Excerpted records
● ● ● ●

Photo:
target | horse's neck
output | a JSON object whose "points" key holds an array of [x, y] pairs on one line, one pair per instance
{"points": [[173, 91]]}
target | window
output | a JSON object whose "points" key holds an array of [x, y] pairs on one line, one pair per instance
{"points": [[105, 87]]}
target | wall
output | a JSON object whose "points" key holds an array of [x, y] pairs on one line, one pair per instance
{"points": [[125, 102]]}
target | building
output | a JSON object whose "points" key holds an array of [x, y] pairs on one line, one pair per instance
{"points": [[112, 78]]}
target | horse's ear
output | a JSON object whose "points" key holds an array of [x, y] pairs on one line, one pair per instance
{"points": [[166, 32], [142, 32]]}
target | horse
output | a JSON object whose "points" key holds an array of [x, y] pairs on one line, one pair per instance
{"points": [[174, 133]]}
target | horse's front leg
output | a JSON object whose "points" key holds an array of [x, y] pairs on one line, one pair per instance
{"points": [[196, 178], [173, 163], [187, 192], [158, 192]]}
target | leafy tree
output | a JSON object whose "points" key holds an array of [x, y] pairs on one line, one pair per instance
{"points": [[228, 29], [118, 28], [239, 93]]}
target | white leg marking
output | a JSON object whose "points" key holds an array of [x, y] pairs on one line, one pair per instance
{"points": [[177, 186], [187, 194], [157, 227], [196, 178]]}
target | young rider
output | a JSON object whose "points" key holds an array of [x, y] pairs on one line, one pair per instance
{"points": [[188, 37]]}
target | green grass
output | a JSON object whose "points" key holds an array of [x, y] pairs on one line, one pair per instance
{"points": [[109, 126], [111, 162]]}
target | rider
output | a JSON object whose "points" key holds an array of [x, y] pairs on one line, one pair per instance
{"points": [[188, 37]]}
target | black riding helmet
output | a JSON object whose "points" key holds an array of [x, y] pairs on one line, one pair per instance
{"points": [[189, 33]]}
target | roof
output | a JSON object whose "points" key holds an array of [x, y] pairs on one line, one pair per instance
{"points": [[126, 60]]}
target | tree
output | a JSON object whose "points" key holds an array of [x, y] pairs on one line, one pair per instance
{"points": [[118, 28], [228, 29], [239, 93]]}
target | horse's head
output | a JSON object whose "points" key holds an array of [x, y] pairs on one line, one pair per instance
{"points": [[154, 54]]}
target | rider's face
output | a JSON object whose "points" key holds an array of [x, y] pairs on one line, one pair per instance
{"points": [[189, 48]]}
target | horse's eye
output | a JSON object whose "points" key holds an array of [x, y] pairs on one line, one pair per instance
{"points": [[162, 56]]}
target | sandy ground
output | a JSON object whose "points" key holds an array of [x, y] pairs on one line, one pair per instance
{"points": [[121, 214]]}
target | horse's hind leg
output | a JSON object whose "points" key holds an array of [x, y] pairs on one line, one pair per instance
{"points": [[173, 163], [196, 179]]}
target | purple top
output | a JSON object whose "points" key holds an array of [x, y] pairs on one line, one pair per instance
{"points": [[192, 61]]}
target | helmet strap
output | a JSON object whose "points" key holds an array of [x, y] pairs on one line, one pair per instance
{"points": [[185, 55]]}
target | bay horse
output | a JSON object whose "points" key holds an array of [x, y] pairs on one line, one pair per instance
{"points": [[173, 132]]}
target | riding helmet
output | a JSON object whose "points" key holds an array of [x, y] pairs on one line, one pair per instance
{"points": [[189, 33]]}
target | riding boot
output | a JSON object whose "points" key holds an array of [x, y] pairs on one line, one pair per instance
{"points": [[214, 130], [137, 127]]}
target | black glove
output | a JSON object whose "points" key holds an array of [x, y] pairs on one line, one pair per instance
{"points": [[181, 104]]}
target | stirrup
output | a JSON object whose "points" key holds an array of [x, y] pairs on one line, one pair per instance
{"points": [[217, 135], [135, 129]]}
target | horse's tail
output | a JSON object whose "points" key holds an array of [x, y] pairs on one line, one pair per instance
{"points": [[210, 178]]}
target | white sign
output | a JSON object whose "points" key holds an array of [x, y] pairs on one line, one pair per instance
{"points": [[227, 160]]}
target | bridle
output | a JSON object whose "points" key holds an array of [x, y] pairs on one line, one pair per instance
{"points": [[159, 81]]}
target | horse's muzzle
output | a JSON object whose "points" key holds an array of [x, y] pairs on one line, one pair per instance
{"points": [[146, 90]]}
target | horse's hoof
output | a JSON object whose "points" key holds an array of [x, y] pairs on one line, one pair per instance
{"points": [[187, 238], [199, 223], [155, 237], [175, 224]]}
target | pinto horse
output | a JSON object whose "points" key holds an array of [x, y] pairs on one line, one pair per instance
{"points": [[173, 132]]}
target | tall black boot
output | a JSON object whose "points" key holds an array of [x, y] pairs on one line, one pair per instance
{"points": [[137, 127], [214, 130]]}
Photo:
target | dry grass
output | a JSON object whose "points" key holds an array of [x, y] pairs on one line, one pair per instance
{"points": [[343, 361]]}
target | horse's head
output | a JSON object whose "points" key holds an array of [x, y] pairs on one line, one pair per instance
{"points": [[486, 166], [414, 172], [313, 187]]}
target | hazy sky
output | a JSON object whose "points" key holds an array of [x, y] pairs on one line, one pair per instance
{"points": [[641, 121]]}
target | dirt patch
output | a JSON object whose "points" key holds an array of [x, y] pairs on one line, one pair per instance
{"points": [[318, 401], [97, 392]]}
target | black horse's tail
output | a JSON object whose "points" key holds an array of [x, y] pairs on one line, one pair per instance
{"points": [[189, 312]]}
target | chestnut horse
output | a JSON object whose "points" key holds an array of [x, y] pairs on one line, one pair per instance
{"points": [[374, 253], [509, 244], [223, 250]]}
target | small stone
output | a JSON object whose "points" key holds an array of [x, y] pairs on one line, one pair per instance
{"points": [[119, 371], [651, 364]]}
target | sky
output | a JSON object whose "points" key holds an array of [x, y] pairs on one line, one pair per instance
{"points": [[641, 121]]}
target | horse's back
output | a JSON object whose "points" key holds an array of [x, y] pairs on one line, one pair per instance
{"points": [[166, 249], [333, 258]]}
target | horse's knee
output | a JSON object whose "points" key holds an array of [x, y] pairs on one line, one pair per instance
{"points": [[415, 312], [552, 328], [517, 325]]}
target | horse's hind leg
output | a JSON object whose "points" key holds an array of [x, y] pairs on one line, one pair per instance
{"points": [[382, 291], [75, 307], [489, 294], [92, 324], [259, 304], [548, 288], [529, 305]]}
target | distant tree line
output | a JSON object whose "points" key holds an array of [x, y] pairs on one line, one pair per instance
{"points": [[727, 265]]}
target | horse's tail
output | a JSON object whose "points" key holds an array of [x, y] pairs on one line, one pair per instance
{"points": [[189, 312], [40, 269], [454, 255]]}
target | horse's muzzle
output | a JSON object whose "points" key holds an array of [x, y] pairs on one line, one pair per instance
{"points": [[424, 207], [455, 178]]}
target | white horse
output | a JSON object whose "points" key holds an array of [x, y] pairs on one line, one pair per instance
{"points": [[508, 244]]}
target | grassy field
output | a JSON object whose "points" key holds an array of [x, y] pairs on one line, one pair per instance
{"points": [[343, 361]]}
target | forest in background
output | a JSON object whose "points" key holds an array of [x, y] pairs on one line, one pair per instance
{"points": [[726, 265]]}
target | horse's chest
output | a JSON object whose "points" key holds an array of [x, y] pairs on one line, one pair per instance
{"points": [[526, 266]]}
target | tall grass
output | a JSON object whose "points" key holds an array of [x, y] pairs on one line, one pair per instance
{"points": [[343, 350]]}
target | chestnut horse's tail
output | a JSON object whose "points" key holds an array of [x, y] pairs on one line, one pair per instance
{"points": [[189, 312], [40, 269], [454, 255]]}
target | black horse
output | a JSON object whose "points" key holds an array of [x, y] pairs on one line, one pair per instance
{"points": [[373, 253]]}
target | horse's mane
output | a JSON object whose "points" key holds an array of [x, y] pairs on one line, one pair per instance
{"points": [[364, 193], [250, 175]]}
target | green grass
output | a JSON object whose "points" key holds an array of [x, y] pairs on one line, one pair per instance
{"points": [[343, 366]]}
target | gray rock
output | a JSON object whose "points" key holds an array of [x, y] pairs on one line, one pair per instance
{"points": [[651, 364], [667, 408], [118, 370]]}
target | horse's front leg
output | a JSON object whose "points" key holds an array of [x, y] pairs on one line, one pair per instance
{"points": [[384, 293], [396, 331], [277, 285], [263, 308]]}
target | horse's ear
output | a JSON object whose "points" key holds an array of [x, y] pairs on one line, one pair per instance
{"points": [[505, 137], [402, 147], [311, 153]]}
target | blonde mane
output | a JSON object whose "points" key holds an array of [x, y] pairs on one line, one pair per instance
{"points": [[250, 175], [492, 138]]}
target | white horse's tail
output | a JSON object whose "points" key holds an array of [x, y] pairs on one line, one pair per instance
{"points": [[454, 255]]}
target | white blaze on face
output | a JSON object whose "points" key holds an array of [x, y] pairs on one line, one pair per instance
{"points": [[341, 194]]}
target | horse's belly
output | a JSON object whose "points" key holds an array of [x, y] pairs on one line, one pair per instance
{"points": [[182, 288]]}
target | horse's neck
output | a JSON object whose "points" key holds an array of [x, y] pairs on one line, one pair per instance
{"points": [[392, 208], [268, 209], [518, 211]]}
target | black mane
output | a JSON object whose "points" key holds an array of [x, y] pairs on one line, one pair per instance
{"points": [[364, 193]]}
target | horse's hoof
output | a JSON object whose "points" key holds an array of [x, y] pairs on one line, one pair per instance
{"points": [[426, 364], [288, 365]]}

● ● ● ●

What the task asks
Look above for the line with "target | riding helmet"; retype exactly that line, every line after it up to the line with "target | hazy sky", and that line too, nothing else.

Answer to this task
target | riding helmet
output | a JSON object whose "points" key holds an array of [x, y] pairs on one line, one pair per instance
{"points": [[189, 33]]}
target | riding boot
output | a JSON object whose "points" key holds an array of [x, y] pairs on one line, one pair per instance
{"points": [[214, 130], [137, 127]]}
target | black glove
output | a JSON object whose "points" key holds an array of [x, y] pairs on one line, one pair per instance
{"points": [[181, 104]]}
target | stirrup
output | a JSON object whose "points" key holds an array of [x, y] pairs on one line, one pair per instance
{"points": [[217, 135], [135, 129]]}
target | horse's tail
output | a JSON object whose "points" key holds an array of [x, y] pairs on one line, one pair per instance
{"points": [[210, 178]]}
target | white sign
output | a JSON object whose "points" key holds an array of [x, y] pairs on one line, one pair per instance
{"points": [[227, 160]]}
target | bridle
output | a JSON object whose "points" key holds an array of [x, y] pairs on one line, one pair per instance
{"points": [[159, 81]]}
target | horse's muzzle
output | a JSON object whose "points" key holds an array of [x, y] pairs on one line, one pair per instance
{"points": [[146, 90]]}
target | horse's hoof
output | a JSON object whose "points" key holds an array of [x, y] pairs on one line, one pair per instance
{"points": [[187, 238], [199, 223], [155, 237], [175, 224]]}
target | pinto horse
output | a JSON object whose "points" key holds an array of [x, y] pairs on one line, one pair per instance
{"points": [[173, 132]]}
target | tall black boot
output | a JSON object whose "points" key holds an array of [x, y] pairs on one line, one pair per instance
{"points": [[137, 127], [214, 130]]}
Photo:
target | dry grass
output | a JSON object whose "points" key holds an array of [x, y] pairs on one line, one pair per instance
{"points": [[343, 361]]}
target | horse's head
output | a JSON object whose "points" key holds an array of [x, y] pairs on one line, one pair per instance
{"points": [[486, 166], [414, 172], [313, 187]]}
target | hazy sky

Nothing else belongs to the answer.